_What you have to do_.
Pull out each line of the material below that contains the string "jacket". Treat case as significant.

◆ ◆ ◆ ◆

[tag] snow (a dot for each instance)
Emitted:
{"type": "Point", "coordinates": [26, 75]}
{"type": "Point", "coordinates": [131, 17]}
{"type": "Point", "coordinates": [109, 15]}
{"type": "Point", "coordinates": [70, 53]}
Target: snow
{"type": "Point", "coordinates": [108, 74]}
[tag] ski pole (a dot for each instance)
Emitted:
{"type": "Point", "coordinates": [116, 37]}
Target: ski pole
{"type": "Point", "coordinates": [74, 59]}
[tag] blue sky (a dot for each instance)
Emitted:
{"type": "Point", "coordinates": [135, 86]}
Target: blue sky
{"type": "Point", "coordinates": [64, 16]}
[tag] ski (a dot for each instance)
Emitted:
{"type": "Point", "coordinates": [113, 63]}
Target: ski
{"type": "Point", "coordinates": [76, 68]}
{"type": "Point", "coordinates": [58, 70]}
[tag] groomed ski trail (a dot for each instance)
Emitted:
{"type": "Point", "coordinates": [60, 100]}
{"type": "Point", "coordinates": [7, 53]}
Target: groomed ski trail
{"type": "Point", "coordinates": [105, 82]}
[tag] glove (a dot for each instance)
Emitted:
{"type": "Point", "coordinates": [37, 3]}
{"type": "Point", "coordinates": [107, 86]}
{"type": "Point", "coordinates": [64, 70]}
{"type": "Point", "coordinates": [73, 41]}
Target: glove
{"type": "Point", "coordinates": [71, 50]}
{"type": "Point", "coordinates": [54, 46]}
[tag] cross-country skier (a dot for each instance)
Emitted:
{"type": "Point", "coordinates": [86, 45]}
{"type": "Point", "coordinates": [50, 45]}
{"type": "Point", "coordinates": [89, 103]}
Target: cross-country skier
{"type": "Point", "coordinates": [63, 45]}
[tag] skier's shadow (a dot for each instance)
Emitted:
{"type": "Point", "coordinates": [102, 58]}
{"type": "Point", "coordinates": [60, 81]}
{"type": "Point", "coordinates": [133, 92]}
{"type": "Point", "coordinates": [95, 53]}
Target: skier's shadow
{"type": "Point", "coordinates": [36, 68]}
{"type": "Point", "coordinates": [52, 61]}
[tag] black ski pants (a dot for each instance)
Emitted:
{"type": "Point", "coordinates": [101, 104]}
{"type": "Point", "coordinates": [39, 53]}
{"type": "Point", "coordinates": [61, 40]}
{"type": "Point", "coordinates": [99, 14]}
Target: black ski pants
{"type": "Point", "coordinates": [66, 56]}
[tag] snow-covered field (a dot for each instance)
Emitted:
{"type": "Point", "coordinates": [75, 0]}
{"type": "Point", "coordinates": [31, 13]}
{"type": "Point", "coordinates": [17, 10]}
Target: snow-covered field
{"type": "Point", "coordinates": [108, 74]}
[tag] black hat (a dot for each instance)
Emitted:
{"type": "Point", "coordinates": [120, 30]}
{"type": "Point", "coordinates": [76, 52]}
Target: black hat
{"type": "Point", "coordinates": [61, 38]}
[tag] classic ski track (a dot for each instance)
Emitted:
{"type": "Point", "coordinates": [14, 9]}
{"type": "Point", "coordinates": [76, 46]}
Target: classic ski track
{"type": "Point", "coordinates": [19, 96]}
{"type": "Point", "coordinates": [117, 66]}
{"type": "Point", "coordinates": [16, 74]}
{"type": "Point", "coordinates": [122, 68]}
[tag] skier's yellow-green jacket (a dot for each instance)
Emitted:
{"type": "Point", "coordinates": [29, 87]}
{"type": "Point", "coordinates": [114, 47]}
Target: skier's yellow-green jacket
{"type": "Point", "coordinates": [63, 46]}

◆ ◆ ◆ ◆

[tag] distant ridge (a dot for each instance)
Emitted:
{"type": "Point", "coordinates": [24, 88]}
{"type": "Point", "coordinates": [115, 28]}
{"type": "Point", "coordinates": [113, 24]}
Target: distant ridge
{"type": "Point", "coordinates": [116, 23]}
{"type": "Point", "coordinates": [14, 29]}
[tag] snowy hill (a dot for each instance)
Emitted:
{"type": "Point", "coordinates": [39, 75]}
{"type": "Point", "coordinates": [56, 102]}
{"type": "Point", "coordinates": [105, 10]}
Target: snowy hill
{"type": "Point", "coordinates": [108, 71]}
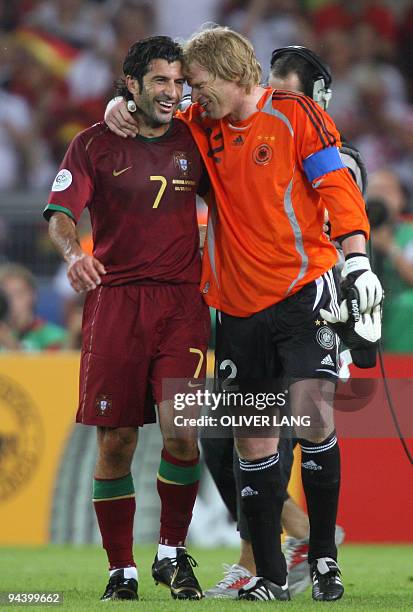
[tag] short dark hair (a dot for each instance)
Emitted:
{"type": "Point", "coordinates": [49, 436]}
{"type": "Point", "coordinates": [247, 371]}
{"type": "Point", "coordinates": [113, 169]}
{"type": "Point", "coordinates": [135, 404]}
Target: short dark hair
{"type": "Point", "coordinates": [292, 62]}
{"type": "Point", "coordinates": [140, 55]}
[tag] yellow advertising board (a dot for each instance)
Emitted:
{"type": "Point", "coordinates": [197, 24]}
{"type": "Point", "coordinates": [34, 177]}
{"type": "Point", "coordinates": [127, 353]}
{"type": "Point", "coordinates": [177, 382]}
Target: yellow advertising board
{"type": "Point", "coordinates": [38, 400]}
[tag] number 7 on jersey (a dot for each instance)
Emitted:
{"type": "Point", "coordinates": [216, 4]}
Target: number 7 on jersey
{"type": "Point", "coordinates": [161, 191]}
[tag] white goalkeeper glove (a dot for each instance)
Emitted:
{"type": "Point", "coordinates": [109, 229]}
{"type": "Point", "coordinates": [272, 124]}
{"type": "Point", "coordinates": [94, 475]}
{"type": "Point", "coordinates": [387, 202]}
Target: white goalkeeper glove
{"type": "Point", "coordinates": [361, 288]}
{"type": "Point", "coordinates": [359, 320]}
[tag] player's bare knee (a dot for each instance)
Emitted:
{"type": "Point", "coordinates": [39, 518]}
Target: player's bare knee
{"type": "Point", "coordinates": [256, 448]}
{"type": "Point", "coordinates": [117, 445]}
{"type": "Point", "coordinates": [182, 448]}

◆ ◆ ◆ ◆

_Reply to the exercise_.
[tag] skier's yellow-green jacket (a dot for each instance)
Target: skier's yellow-green jacket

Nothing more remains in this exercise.